[Dataset entries]

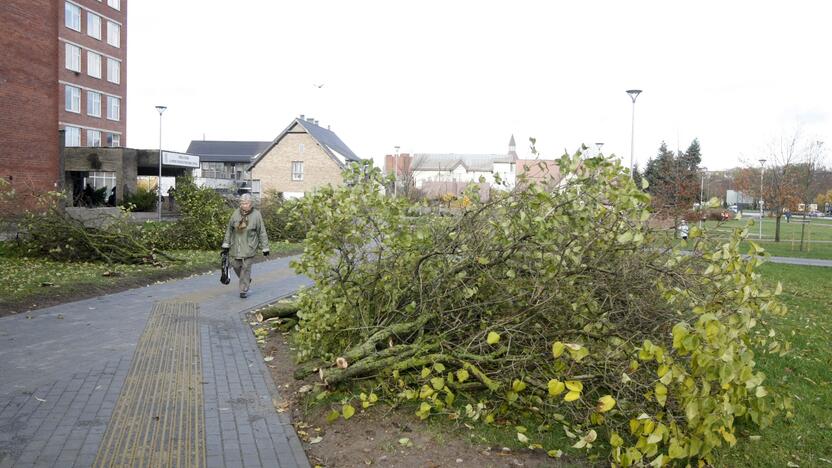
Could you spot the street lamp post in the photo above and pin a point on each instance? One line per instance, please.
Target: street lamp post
(633, 95)
(396, 174)
(702, 194)
(161, 110)
(762, 171)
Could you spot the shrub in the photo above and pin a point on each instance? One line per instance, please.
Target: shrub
(551, 303)
(143, 200)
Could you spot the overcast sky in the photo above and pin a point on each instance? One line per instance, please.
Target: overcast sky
(458, 76)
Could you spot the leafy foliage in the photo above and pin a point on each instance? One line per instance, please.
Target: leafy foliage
(550, 302)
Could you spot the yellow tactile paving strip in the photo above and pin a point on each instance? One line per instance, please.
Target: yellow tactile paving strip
(158, 419)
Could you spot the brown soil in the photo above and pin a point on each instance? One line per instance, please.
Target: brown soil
(72, 293)
(371, 437)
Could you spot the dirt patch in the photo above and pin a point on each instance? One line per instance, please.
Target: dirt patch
(80, 291)
(372, 437)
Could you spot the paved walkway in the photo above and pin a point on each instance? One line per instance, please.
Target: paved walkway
(166, 375)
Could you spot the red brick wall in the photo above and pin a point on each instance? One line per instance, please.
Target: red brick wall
(29, 93)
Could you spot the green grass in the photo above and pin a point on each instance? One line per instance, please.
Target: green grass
(805, 440)
(28, 280)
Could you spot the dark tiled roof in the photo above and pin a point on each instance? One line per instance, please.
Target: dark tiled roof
(226, 151)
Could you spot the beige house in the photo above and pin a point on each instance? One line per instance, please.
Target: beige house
(301, 159)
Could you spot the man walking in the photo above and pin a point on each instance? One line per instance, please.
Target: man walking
(244, 235)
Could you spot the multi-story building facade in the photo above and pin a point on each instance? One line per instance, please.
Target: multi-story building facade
(62, 67)
(92, 72)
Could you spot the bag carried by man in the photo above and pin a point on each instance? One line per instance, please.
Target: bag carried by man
(224, 278)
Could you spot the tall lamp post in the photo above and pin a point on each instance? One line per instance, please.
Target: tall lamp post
(633, 95)
(161, 110)
(762, 171)
(702, 194)
(396, 173)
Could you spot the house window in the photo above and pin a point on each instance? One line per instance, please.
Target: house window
(113, 34)
(93, 104)
(72, 16)
(99, 180)
(94, 64)
(72, 137)
(297, 170)
(113, 108)
(113, 71)
(73, 99)
(93, 25)
(93, 138)
(73, 57)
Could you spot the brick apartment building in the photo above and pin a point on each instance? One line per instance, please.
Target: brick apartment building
(62, 67)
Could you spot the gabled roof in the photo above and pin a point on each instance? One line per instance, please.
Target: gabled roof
(226, 151)
(326, 139)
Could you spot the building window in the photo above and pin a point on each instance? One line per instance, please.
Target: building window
(93, 138)
(93, 104)
(113, 108)
(297, 170)
(72, 16)
(113, 71)
(99, 180)
(94, 64)
(73, 57)
(72, 137)
(73, 99)
(113, 34)
(93, 25)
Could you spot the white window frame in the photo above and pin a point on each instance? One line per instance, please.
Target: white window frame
(72, 136)
(94, 64)
(93, 104)
(72, 16)
(93, 25)
(297, 171)
(73, 99)
(113, 108)
(113, 34)
(113, 71)
(73, 57)
(93, 138)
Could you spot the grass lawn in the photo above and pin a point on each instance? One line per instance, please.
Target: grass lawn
(31, 282)
(819, 231)
(805, 374)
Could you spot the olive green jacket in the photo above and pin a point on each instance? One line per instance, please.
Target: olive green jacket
(245, 243)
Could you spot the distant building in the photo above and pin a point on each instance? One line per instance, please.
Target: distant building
(224, 164)
(437, 174)
(303, 158)
(64, 67)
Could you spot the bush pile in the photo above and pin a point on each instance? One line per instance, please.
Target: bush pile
(550, 302)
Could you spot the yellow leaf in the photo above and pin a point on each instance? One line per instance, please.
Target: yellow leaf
(556, 387)
(605, 403)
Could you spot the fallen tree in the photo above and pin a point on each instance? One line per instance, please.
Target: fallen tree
(555, 299)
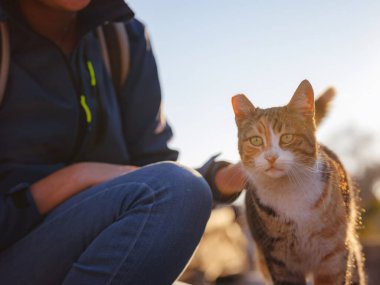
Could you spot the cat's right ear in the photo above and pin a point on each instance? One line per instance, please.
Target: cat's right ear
(242, 107)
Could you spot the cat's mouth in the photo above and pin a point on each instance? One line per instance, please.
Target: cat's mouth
(274, 172)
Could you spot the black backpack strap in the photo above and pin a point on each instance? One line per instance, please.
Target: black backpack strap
(115, 51)
(4, 59)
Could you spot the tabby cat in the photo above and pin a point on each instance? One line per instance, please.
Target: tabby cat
(301, 205)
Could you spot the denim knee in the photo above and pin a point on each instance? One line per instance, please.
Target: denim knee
(182, 182)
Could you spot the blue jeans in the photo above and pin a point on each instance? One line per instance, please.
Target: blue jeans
(138, 229)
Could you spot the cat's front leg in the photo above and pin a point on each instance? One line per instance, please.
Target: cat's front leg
(281, 275)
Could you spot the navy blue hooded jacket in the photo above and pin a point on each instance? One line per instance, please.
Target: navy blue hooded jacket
(43, 126)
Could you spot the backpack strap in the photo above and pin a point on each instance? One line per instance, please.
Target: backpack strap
(115, 49)
(4, 59)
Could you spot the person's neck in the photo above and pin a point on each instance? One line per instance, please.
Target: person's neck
(58, 26)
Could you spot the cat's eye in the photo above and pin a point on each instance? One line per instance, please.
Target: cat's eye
(256, 141)
(287, 138)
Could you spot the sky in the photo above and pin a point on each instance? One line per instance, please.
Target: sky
(209, 50)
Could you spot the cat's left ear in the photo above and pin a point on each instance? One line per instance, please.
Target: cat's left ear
(302, 101)
(242, 107)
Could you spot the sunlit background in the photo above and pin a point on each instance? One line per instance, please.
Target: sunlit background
(209, 50)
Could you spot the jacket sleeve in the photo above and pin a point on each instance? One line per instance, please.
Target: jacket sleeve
(208, 170)
(145, 128)
(18, 214)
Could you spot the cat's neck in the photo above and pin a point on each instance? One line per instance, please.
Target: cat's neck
(291, 196)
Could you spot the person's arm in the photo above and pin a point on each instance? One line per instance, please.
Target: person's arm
(146, 130)
(226, 180)
(230, 180)
(54, 189)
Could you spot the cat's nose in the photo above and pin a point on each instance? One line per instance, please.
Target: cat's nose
(271, 158)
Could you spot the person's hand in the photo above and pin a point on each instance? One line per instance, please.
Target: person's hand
(230, 179)
(54, 189)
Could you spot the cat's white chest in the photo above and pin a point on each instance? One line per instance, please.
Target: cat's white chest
(294, 202)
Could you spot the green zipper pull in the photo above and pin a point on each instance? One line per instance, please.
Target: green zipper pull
(86, 109)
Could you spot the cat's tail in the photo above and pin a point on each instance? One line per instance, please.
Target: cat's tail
(322, 104)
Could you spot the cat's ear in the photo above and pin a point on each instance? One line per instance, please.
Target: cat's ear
(242, 106)
(302, 101)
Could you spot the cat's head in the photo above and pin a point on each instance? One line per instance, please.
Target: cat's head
(274, 142)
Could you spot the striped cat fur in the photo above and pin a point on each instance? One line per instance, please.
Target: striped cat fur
(301, 204)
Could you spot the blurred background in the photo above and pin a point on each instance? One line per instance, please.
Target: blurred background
(208, 51)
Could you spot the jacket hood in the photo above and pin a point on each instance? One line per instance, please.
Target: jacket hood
(97, 13)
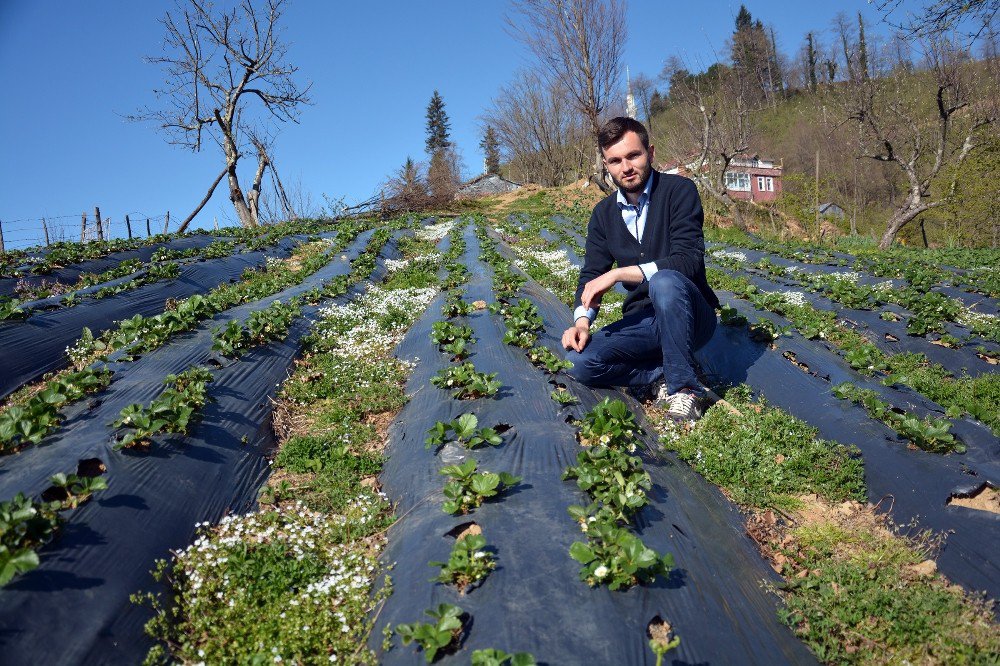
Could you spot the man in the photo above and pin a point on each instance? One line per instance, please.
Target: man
(651, 232)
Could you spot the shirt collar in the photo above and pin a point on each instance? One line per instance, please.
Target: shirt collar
(643, 198)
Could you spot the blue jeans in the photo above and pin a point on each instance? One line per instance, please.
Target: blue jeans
(652, 344)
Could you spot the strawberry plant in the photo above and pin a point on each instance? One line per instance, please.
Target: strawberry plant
(929, 434)
(9, 308)
(609, 423)
(543, 357)
(730, 317)
(25, 525)
(466, 381)
(463, 431)
(171, 411)
(467, 489)
(454, 306)
(614, 480)
(38, 416)
(523, 324)
(617, 558)
(467, 564)
(260, 327)
(493, 657)
(445, 332)
(443, 633)
(564, 397)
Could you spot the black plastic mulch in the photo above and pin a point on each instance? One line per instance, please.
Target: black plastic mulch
(76, 604)
(534, 601)
(68, 275)
(36, 345)
(913, 485)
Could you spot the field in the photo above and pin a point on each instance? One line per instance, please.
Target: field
(355, 442)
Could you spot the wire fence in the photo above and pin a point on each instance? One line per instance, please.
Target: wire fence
(29, 232)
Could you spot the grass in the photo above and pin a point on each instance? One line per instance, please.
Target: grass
(856, 589)
(857, 592)
(766, 457)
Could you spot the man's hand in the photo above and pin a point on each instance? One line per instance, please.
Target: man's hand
(594, 290)
(577, 336)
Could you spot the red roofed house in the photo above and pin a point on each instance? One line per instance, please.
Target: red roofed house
(747, 178)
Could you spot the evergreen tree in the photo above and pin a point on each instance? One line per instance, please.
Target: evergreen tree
(437, 125)
(743, 19)
(811, 61)
(491, 150)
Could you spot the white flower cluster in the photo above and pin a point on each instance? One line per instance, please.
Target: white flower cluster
(393, 265)
(355, 326)
(305, 533)
(794, 297)
(977, 320)
(555, 260)
(847, 276)
(435, 232)
(730, 254)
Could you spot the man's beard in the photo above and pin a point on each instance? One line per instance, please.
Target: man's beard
(638, 187)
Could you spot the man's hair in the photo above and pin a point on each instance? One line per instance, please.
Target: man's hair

> _Assigned task_: Every line that holds the word "hair" should be copied from the records above.

> _Response below_:
Could you spot the man's hair in the photo above and pin a point on each instance? One line per instance, please.
Target: man's hair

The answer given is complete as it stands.